■ **Data supplied**

########################################

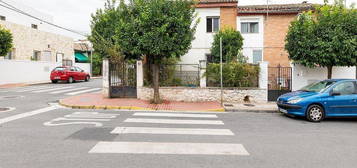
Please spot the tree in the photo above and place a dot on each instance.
(325, 37)
(5, 41)
(232, 43)
(156, 29)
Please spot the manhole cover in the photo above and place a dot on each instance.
(10, 97)
(6, 109)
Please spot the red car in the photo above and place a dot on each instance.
(69, 74)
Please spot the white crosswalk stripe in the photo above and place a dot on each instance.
(164, 147)
(53, 89)
(170, 148)
(176, 115)
(83, 91)
(180, 131)
(69, 90)
(170, 121)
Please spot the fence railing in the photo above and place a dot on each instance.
(234, 75)
(174, 75)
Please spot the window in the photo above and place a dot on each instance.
(36, 56)
(249, 27)
(257, 56)
(212, 24)
(345, 88)
(34, 26)
(11, 54)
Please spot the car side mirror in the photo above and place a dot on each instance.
(335, 93)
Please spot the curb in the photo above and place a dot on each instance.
(251, 111)
(132, 108)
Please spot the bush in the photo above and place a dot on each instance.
(235, 74)
(5, 41)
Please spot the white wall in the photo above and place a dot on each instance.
(15, 71)
(203, 40)
(84, 66)
(252, 41)
(303, 76)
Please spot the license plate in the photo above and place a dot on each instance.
(283, 110)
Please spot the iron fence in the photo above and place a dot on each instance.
(247, 75)
(173, 75)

########################################

■ **Stated exercise**
Could you reproduce all of the records above word for word, leaving out the pictures?

■ **Written reply**
Please spot the tree in the photo above and place a dot on each instance.
(325, 37)
(5, 41)
(232, 43)
(156, 29)
Please spot the manhole cover in the photo above and place a dot on each instance.
(10, 97)
(6, 109)
Please spot the red car in the photo above and place a dot on each instance.
(69, 74)
Please spot the white crosswalk stripe in the photo above and place a dot on each instance.
(164, 147)
(53, 89)
(170, 148)
(176, 115)
(83, 91)
(180, 131)
(69, 90)
(170, 121)
Please spot the fence railing in the photo above and place a dot on each instance.
(234, 75)
(174, 75)
Please spot the window in the photo above and place a dot on each instance.
(36, 56)
(249, 27)
(257, 56)
(212, 24)
(345, 88)
(34, 26)
(11, 54)
Please spot the car side mirror in the photo above and place a dot on each instance.
(335, 93)
Please spot the curb in the photo above and place a dot on each instance.
(251, 111)
(132, 108)
Please spot the bush in the photo above and place a dot on each instance.
(235, 74)
(5, 41)
Please spot the white wall in the photo above and place a dot on each instance.
(15, 71)
(203, 40)
(84, 66)
(252, 41)
(303, 76)
Please spot the license plate in the photo above and place a dot on each instance.
(283, 110)
Please spot the iron fence in the photo above and place a dot on each instance.
(247, 75)
(173, 75)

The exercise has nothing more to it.